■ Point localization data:
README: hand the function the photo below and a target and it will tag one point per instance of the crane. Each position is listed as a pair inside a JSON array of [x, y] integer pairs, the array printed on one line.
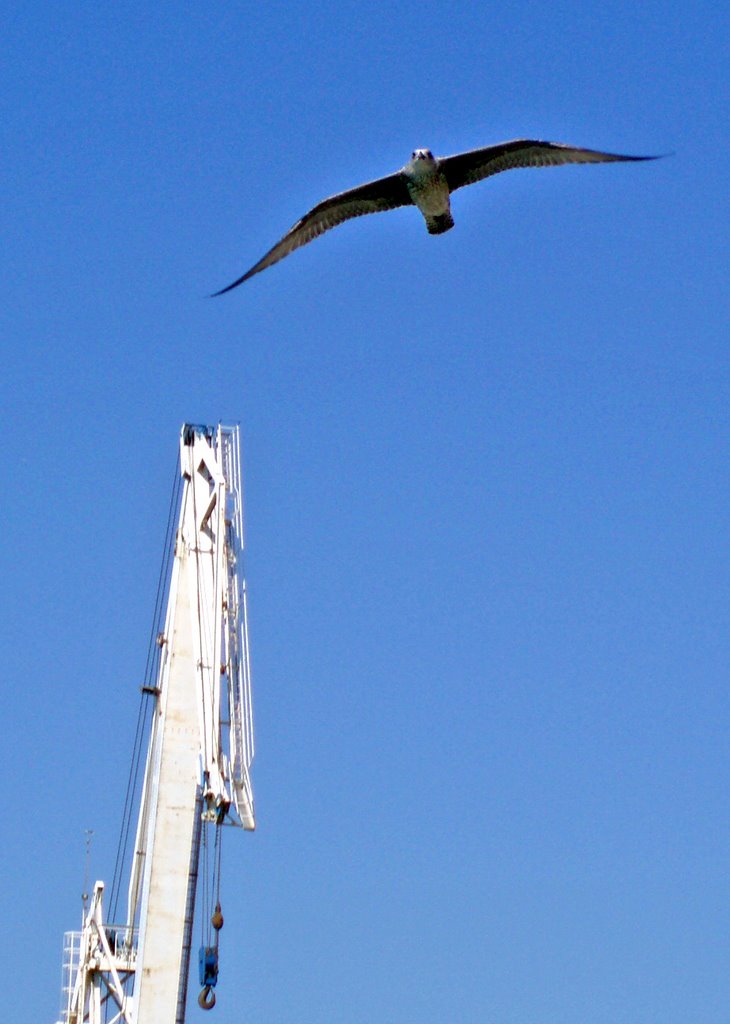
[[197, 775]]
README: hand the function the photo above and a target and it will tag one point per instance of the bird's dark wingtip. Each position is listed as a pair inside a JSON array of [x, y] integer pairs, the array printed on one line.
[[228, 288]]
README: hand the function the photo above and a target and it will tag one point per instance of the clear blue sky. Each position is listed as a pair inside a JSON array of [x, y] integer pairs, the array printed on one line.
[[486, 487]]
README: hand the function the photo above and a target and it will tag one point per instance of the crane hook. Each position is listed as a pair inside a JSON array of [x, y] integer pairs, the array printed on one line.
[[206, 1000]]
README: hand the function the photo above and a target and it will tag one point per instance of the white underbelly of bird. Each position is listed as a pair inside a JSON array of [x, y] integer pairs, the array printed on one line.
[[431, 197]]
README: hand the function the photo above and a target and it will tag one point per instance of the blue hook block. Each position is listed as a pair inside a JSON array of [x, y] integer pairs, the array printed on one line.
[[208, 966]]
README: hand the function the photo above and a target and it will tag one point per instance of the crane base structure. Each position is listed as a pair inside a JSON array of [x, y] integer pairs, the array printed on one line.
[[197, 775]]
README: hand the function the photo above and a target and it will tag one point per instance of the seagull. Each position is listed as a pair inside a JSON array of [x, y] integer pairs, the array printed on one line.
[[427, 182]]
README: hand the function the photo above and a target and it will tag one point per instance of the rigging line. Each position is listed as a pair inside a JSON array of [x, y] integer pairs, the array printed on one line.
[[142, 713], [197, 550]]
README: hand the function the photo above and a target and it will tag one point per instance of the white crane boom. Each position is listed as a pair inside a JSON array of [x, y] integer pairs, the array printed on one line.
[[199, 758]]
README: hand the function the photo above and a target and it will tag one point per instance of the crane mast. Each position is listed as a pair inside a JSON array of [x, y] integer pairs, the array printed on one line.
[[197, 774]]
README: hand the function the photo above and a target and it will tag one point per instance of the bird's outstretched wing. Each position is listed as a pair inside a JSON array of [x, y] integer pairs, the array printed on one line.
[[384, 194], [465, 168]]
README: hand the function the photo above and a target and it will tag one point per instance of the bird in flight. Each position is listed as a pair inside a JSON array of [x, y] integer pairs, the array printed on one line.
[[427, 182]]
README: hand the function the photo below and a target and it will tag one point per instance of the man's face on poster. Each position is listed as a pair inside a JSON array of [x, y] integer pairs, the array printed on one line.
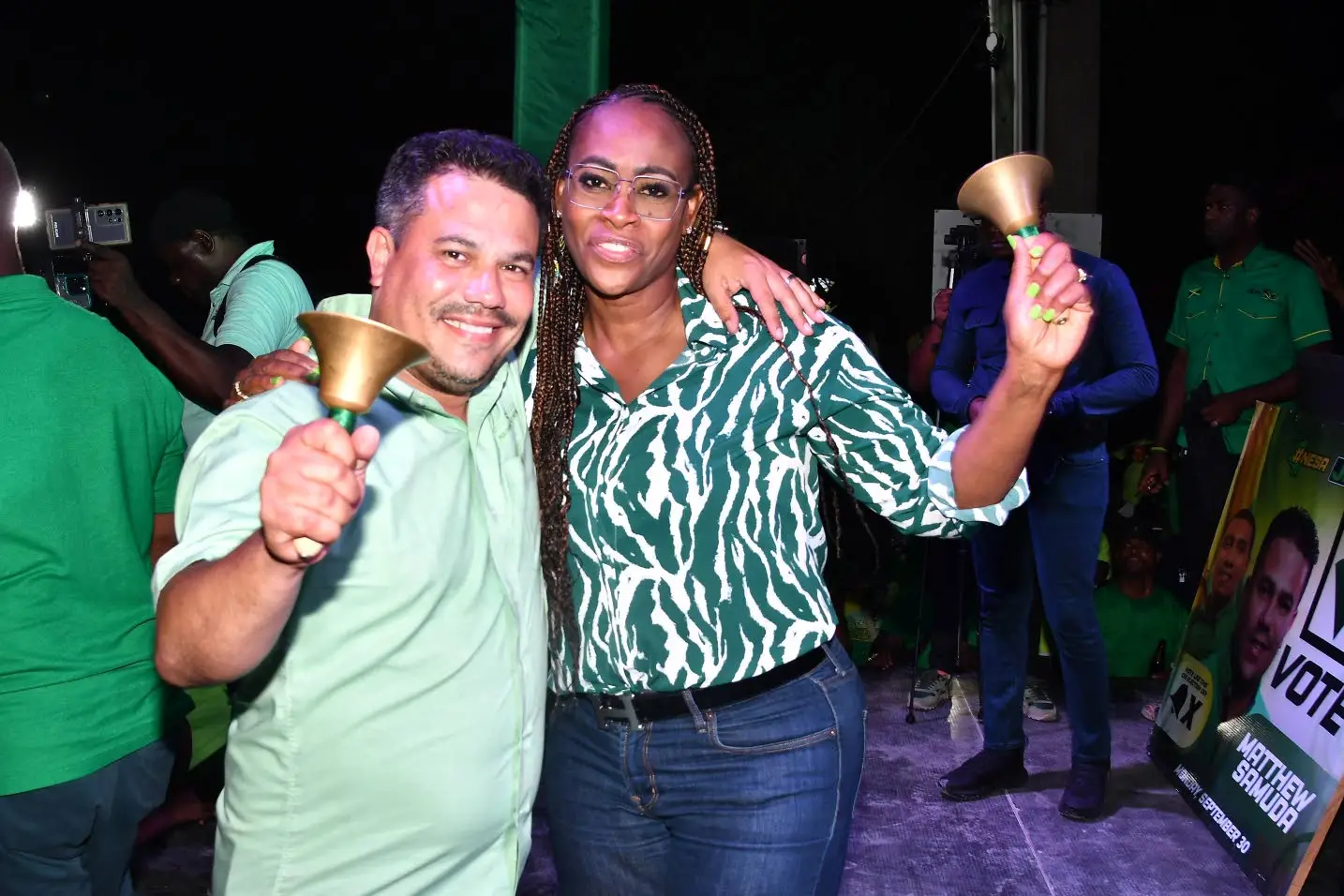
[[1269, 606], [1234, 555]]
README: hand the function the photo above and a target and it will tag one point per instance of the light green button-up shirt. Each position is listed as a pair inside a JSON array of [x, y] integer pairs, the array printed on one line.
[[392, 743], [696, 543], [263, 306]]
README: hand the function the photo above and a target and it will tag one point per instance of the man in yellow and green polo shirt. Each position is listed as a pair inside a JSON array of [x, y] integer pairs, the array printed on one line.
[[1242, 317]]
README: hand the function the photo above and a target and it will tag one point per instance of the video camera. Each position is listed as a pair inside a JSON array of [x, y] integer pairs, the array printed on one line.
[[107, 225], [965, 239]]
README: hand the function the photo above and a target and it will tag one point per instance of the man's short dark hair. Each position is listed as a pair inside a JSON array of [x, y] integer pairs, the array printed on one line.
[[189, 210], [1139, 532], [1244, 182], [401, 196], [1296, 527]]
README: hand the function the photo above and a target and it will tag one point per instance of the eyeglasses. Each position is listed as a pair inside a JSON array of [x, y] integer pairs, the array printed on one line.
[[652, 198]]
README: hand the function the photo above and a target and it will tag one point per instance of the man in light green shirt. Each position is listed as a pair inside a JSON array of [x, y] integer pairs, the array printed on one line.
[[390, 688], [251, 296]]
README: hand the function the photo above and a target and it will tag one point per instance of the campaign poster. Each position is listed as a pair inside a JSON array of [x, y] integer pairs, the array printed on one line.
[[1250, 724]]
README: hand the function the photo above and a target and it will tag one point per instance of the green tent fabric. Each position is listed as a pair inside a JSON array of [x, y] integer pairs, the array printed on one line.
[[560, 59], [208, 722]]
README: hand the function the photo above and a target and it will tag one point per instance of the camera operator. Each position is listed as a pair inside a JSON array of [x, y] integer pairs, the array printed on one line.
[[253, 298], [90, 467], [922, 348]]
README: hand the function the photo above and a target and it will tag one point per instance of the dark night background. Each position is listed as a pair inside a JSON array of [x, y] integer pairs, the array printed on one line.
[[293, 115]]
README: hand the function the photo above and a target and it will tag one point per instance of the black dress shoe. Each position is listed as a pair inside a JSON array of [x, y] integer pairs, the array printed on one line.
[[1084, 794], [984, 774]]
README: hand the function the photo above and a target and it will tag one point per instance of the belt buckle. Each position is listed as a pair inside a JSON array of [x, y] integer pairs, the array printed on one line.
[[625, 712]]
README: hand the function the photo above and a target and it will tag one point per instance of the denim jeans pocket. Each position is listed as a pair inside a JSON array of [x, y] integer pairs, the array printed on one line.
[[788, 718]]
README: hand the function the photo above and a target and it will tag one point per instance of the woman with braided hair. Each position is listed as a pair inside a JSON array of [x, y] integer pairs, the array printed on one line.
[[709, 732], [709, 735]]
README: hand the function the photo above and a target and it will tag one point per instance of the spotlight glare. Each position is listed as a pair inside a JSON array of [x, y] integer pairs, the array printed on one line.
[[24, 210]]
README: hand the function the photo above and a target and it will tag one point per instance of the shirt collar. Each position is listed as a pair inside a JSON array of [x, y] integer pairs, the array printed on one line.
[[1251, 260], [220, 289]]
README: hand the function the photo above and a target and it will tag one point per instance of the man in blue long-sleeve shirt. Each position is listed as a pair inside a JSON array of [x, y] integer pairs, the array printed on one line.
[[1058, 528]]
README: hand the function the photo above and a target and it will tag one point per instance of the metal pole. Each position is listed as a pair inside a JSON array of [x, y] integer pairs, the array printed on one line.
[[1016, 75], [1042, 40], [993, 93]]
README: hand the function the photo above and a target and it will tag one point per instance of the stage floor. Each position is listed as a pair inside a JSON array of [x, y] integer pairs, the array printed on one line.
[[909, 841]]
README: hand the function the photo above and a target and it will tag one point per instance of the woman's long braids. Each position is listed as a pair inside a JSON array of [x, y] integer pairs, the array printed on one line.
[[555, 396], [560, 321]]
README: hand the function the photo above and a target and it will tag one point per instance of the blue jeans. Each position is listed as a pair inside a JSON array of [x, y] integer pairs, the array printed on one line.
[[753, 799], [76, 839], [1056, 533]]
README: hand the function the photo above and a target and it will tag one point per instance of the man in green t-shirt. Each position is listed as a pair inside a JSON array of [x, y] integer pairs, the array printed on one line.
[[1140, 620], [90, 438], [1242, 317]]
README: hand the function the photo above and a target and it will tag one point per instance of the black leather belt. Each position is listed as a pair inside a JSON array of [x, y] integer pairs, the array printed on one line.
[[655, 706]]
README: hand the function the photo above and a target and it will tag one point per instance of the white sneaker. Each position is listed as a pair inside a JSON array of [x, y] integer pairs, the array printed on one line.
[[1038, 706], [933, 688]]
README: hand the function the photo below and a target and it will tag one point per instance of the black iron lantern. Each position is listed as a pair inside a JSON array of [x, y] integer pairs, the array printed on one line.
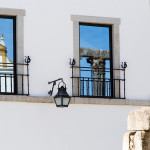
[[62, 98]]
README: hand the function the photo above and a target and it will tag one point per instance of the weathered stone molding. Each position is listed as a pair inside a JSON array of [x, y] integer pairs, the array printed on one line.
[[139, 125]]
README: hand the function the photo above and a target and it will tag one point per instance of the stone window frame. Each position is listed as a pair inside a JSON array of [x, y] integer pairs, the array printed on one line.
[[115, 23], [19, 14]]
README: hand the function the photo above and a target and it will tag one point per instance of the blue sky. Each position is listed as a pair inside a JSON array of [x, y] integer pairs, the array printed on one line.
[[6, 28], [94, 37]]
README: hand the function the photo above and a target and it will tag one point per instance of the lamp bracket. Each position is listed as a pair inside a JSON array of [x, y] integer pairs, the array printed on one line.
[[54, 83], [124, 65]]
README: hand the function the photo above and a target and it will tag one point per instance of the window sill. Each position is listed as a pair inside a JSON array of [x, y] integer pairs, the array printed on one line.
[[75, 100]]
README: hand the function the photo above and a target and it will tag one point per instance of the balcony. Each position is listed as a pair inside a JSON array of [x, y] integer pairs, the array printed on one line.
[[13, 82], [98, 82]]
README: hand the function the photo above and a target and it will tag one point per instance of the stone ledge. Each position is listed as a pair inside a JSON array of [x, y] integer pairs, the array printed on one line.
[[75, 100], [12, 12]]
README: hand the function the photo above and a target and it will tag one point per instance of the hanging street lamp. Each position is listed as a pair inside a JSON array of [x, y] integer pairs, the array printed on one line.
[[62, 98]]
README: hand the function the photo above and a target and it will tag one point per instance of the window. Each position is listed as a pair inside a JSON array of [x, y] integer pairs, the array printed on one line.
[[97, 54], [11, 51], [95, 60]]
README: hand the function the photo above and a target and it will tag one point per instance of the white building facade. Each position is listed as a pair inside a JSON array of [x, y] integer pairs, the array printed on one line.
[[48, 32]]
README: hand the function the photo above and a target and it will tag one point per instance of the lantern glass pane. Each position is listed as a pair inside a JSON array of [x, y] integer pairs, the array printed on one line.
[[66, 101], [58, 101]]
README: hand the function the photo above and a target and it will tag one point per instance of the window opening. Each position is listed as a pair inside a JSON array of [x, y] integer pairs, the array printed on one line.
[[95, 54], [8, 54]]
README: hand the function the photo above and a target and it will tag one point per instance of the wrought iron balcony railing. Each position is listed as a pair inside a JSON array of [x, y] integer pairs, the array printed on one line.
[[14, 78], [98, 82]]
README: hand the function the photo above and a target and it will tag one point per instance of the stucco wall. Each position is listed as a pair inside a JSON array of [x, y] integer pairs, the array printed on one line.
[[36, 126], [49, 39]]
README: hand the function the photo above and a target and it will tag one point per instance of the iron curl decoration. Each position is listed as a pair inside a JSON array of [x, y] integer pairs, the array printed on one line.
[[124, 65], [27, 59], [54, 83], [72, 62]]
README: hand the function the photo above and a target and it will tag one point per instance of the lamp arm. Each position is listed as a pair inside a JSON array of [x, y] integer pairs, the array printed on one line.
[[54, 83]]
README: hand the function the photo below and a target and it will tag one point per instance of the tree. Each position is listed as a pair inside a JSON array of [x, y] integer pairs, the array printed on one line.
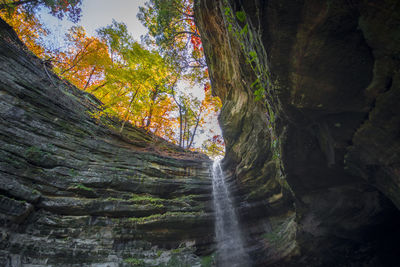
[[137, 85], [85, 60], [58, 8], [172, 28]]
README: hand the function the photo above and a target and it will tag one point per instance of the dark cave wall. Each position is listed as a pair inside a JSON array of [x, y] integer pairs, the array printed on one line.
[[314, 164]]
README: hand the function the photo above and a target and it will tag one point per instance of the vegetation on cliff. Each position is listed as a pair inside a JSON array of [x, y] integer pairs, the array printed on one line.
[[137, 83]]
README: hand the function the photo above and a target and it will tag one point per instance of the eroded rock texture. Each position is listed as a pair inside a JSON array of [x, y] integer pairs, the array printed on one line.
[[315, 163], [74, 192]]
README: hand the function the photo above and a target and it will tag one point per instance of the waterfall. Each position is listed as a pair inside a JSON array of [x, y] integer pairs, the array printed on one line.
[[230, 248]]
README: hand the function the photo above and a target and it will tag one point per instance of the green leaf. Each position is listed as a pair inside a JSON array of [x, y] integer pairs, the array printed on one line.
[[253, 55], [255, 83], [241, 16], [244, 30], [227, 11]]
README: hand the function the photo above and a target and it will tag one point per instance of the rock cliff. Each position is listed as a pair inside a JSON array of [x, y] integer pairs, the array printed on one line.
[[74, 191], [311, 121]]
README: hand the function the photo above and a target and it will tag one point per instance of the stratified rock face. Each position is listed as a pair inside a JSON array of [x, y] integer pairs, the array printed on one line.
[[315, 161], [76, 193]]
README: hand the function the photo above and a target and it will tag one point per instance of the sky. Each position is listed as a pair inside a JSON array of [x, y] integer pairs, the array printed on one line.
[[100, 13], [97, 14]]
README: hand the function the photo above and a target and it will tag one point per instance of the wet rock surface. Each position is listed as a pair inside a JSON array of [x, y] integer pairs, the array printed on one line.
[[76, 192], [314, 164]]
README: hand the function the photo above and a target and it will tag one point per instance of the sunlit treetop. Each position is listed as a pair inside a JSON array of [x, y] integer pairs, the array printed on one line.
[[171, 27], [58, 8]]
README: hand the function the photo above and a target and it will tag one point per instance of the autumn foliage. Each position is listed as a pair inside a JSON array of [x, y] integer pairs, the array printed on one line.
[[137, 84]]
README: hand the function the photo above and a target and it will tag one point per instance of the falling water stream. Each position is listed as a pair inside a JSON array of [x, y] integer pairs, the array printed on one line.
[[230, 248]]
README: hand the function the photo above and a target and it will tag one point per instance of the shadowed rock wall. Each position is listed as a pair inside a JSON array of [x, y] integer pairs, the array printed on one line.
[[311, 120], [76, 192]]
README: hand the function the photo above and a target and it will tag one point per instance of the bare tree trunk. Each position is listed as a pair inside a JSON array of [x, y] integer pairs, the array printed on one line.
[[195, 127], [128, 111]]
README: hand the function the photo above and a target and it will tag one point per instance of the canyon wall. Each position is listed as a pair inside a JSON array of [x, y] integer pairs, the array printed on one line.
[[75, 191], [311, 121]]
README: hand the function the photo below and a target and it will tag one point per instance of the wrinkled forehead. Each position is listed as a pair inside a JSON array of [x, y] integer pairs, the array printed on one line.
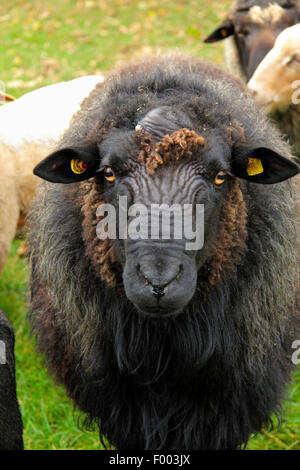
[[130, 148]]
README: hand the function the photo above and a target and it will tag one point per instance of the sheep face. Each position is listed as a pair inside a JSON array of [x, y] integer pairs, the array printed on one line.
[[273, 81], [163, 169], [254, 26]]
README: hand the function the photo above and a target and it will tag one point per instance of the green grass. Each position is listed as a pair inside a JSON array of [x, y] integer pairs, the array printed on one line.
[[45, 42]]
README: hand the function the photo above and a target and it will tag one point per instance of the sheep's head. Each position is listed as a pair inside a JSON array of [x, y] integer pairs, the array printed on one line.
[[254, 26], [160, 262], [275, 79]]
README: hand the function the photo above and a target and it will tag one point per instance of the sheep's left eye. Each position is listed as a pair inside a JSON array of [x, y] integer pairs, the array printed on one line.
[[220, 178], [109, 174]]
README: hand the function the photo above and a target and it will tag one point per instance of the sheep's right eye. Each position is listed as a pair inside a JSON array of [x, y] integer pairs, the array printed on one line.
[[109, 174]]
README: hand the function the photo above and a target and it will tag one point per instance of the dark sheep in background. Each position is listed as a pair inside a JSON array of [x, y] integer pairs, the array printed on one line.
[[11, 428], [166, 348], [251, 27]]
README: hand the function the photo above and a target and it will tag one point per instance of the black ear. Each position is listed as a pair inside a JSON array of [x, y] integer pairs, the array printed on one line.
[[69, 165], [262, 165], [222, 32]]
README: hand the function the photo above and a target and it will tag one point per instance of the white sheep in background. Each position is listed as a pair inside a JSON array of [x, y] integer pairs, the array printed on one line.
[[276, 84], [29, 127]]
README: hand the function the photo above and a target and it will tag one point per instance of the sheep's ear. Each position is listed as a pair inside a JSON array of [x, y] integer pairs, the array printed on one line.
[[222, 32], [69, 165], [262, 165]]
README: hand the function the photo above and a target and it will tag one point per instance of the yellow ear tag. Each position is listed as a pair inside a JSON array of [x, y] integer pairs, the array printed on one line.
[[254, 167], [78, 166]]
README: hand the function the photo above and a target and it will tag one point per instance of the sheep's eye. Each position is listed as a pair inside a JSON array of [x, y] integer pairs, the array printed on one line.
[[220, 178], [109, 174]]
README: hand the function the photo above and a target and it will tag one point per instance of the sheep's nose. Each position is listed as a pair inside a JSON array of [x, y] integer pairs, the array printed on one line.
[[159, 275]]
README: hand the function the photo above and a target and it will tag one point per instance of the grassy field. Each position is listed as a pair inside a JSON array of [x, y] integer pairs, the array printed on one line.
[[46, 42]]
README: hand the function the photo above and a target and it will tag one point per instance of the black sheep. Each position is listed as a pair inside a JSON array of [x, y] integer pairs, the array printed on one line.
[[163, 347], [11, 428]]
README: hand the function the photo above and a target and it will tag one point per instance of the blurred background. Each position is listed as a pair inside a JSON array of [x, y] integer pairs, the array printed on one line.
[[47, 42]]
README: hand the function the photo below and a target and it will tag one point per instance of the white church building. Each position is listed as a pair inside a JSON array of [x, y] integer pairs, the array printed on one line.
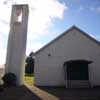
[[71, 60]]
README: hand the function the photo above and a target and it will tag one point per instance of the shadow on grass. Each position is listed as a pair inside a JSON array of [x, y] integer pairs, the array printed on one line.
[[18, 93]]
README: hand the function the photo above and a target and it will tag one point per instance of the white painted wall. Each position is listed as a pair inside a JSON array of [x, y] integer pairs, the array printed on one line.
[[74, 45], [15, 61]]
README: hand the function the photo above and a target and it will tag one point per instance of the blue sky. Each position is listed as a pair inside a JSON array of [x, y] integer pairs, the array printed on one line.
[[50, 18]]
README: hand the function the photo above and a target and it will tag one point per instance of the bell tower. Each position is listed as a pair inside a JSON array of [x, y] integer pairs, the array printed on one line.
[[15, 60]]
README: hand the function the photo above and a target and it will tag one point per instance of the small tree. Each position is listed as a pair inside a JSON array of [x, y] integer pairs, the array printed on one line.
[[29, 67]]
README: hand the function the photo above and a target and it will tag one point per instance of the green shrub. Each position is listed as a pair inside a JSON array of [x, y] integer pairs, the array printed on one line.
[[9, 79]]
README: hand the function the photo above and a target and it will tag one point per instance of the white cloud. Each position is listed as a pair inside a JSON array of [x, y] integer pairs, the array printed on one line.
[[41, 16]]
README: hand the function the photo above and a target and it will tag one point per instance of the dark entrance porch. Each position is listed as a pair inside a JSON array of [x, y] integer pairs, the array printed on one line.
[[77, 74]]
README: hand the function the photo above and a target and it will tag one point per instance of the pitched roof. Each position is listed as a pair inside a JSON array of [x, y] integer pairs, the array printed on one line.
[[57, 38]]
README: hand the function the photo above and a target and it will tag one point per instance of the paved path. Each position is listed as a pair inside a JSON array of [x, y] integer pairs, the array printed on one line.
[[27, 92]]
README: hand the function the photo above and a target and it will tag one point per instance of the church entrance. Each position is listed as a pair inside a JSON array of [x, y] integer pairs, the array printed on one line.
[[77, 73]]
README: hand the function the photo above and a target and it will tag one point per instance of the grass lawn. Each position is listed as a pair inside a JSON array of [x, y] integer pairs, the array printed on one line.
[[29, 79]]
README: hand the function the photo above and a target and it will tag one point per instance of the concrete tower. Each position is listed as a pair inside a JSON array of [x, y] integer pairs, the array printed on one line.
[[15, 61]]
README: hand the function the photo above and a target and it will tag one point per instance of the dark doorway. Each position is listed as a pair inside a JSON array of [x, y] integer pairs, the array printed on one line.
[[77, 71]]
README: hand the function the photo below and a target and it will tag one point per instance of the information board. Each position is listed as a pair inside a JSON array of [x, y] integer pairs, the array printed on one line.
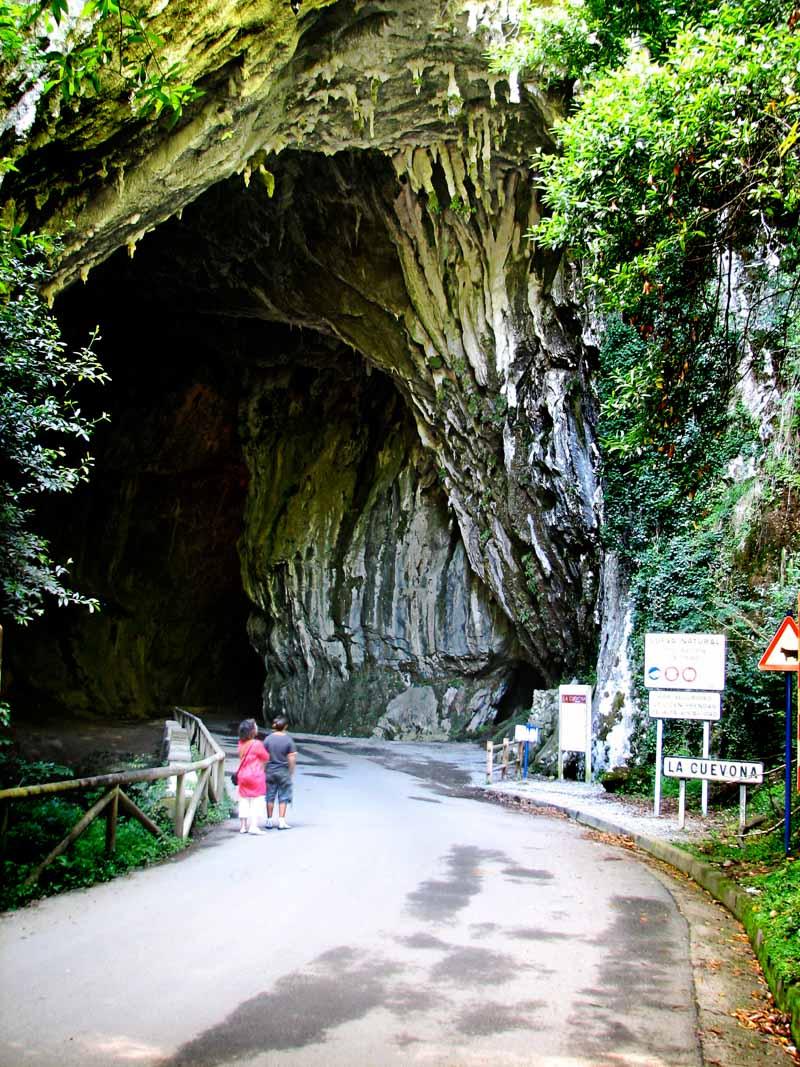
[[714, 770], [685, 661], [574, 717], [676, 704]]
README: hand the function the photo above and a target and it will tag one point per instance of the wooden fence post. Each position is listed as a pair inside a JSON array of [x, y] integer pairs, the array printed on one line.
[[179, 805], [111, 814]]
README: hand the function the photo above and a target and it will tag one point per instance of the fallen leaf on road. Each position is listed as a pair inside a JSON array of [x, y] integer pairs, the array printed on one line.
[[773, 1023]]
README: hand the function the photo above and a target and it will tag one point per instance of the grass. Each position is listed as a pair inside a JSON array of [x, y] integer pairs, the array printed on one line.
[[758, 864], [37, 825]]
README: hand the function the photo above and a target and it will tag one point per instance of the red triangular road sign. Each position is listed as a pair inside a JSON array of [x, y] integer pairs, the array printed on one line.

■ Requirement:
Your reply should be a verbatim retyping of the lines from the one that holds "of the grass." through the last line of the entries.

■ Exercise response:
README: hand the function the photo above and a target and it will tag one point per instance of the grass. Each position is listed as a pair inside a JSON array of [x, y] integer pairs, the array printed on one line.
[[758, 864], [37, 825]]
README: hand the function the photo above and a target and it will tag one point per instance of the red triangular road sign. Each position is listed as a pair inside a JSON array of [x, y] integer pairs, the array printed on one line.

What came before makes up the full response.